**Extracted data:**
----

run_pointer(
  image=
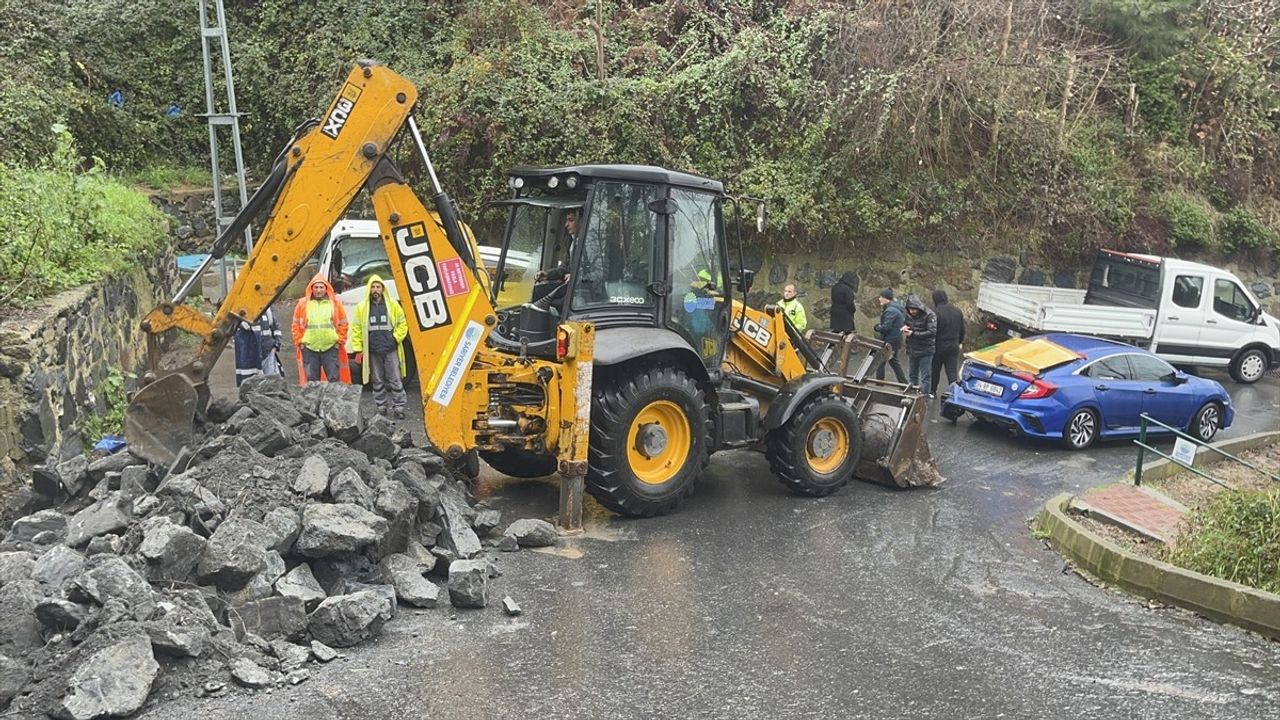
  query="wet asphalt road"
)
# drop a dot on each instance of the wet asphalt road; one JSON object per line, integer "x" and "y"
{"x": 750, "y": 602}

----

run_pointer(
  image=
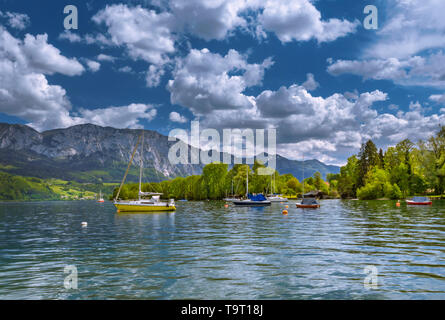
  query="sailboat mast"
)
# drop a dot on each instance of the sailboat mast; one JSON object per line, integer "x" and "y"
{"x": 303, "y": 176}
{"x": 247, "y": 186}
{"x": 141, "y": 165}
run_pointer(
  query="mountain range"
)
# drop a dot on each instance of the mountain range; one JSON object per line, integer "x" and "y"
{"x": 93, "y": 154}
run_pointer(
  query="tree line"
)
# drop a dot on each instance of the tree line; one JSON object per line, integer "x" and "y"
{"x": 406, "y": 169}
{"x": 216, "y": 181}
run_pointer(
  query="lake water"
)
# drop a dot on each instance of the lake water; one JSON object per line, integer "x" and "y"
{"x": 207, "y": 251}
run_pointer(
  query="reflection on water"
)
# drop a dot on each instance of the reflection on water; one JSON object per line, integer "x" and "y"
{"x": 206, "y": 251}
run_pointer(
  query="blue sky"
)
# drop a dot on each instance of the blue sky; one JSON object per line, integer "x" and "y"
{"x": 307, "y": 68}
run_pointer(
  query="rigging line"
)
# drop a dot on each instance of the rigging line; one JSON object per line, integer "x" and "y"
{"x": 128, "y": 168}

----

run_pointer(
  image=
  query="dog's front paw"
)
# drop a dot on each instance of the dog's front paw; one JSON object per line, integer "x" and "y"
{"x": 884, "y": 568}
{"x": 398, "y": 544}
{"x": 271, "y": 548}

----

Find each line in the items above that contains the string "blue" and copy those lines. Matching is case-sensitive.

**Expected answer:**
  query="blue sky"
# drop a dot on each instance of the blue sky; one JSON object per line, integer "x" and "y"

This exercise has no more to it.